### BRIEF A:
Answer these from the DMD corticosteroid abstract:
(i) Which repository supplied the linked physician, hospitalization, and pharmacy data?
(ii) During what years was corticosteroid use tracked?
(iii) What four features characterize the progression of DMD?
### BRIEF B:
Carry on the DMD corticosteroid abstract from its last sentence.

### PASSAGE:

########

BACKGROUND: The progression of DMD is characterized by loss of ambulation and upper limb function, cardiorespiratory impairment, and early mortality.
OBJECTIVES: This study aimed to characterize real-world corticosteroid use among a closed Canadian DMD population from the period spanning the introduction of corticosteroids for the management for DMD.
METHODS: Linked longitudinal population-based single-payer physician, hospitalization, and pharmacy records from the Manitoba Population Research Data Repository were used to identify all males with a first diagnosis of muscular dystrophy at ?10 years of age with corticosteroid use during 1998-2020. Patient demographics, the frequency of corticosteroid use, the proportion of days covered (PDC), and total duration of coverage were summarized. Results were stratified according to birth year to explore differences in corticosteroid treatment in relation to guideline changes. An incident cohort was used to identify age at first corticosteroid use.

########

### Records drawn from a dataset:
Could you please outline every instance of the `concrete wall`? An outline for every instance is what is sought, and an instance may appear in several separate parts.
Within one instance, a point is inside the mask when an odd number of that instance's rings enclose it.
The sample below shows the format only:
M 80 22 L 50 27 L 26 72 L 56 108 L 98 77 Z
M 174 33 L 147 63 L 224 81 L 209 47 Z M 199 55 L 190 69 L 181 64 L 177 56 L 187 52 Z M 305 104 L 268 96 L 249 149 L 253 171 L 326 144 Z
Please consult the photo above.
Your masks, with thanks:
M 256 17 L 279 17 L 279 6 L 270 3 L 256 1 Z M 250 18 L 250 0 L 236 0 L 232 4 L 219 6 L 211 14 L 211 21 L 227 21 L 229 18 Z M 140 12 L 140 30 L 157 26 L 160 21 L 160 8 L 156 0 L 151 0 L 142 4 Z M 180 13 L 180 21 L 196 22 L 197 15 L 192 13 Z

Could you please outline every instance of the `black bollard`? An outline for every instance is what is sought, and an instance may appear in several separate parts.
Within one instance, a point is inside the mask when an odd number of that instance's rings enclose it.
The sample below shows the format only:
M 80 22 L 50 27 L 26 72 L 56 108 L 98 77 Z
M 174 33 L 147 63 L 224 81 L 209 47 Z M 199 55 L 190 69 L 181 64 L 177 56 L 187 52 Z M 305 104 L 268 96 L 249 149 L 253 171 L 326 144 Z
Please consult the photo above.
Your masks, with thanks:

########

### EXERCISE RESULT A:
(i) The Manitoba Population Research Data Repository
(ii) 1998-2020
(iii) Loss of ambulation, loss of upper limb function, cardiorespiratory impairment, and early mortality

### EXERCISE RESULT B:
RESULTS: Of 51 male patients with DMD treated with corticosteroids (mean [SD] age at index, 6.3 [5.8] years), most (73%) received prednisone; 22% used deflazacort and the remaining used both. Over the period, the mean (SD) PDC was 0.3 (0.4), corresponding to a total mean (SD) duration of coverage per patient of 13.4 (19.6) months. The mean (SD) PDC increased from 0.2 (0.2) for patients born before 2005 (n=33) to 0.6 (0.5) for patients born after 2005 (n=18) (and duration, 11.2 (21.1) to 17.3 (16.3) months), reflecting more regular use among patients in the post- than pre-corticosteroid era. The 16 incident patients from the pre-corticosteroid era were first dispensed corticosteroids around age 10 years, vs. 5-6 years of age among the 15 incident patients from the post-corticosteroid era.
CONCLUSIONS: While some patients may have accessed deflazacort through a special access program and would not have been captured, these data highlight contemporary real-world treatment patterns among patients with DMD before and after the emergence of corticosteroids.